PROBLEM: Each record below is to be retyped exactly, with its pictures omitted.
%%
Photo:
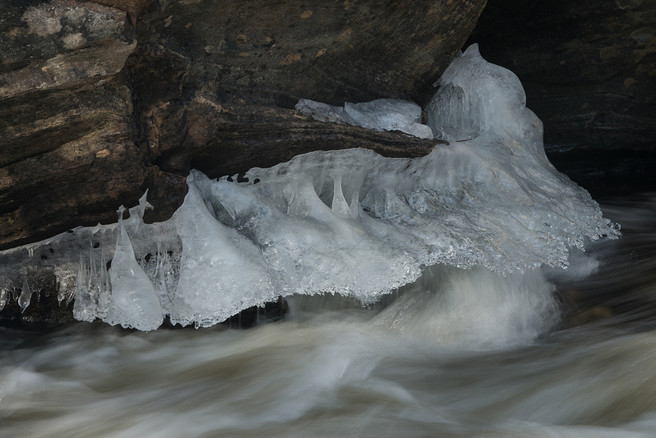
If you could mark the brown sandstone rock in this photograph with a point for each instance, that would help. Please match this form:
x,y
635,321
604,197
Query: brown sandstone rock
x,y
93,110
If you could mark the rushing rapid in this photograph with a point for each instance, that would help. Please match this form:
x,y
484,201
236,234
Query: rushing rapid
x,y
474,292
454,355
349,222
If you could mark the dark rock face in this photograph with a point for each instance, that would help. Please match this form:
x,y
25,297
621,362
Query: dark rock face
x,y
589,70
100,101
67,153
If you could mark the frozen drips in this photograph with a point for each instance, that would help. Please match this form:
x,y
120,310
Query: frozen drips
x,y
350,222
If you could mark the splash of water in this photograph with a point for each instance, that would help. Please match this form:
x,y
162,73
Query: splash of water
x,y
348,222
%%
OUTPUT OF THE EXERCISE:
Photo:
If you could mark the brown sandstone rock in this photograph with a point for each instance, that would help. Please match this form:
x,y
635,321
604,197
Query: brown sandstone rock
x,y
93,110
If you could mark the rushing rapid in this photograph with a point for each instance, that would help. Please match this form:
x,y
484,201
236,234
Query: rushing rapid
x,y
474,292
454,355
349,222
If you could mark the dark rock face in this photograph with a point for each instance, that would help. Please match this form:
x,y
25,297
621,362
Query: dark rock face
x,y
589,70
100,101
67,153
If you could mark the frozen drips in this photograph with a point for each instance, that would help. Please match this form:
x,y
120,310
Query: frozen drips
x,y
350,222
If you could mark the splash of water in this photograph with a point for each instance, that would help. Please match this form:
x,y
162,73
Query: splash of water
x,y
348,222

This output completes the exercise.